_WHAT THE EXERCISE ASKS_
Please recast the items as a two-column CSV with the columns "text" and "answer," one row per item, starting with the line containing "tag=white lab bench" and going on through the end of the items. Put each field in quotation marks and replace line breaks with spaces.

Excerpts of bounding box data:
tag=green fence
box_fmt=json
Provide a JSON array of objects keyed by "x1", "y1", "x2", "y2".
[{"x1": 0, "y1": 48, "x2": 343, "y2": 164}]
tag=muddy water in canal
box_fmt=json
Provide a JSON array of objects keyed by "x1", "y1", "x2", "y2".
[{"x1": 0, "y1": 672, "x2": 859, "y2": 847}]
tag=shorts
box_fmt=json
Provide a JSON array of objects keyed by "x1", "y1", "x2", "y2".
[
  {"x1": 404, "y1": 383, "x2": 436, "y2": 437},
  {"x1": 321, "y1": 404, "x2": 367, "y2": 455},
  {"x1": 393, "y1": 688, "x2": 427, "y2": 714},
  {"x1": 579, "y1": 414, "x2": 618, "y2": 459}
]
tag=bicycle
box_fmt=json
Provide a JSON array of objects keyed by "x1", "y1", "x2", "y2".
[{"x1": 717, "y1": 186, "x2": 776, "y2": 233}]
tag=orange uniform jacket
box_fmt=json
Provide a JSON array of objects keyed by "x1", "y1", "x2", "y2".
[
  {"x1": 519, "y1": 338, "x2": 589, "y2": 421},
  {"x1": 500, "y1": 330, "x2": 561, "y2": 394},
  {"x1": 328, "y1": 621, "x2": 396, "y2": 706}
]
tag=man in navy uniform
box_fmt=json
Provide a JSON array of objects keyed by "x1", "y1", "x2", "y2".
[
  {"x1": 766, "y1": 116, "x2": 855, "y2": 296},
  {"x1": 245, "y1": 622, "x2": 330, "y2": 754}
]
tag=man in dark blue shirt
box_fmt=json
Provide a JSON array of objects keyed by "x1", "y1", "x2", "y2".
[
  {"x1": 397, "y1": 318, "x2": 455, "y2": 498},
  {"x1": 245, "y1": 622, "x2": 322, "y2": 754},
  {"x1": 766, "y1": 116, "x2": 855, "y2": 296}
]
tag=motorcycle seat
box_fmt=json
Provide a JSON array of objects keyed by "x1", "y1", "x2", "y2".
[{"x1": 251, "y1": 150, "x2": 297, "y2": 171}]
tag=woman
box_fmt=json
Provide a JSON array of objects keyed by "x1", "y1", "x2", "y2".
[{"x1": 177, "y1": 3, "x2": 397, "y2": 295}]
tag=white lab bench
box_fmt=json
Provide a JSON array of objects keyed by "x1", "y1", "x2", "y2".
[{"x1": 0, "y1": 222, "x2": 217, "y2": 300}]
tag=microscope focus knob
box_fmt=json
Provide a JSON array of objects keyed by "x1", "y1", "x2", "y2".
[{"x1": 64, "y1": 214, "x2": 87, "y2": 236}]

_EXPECTED ANSWER_
text,answer
"tag=white lab bench box_fmt=json Provide a JSON array of objects keyed by ""x1"", ""y1"", ""x2"", ""y2"".","[{""x1"": 0, ""y1"": 222, ""x2"": 217, ""y2"": 300}]"
"tag=microscope focus knob box_fmt=json Provide a JSON array of objects keyed by ""x1"", ""y1"", ""x2"", ""y2"".","[{""x1"": 64, ""y1"": 214, ""x2"": 87, ""y2"": 236}]"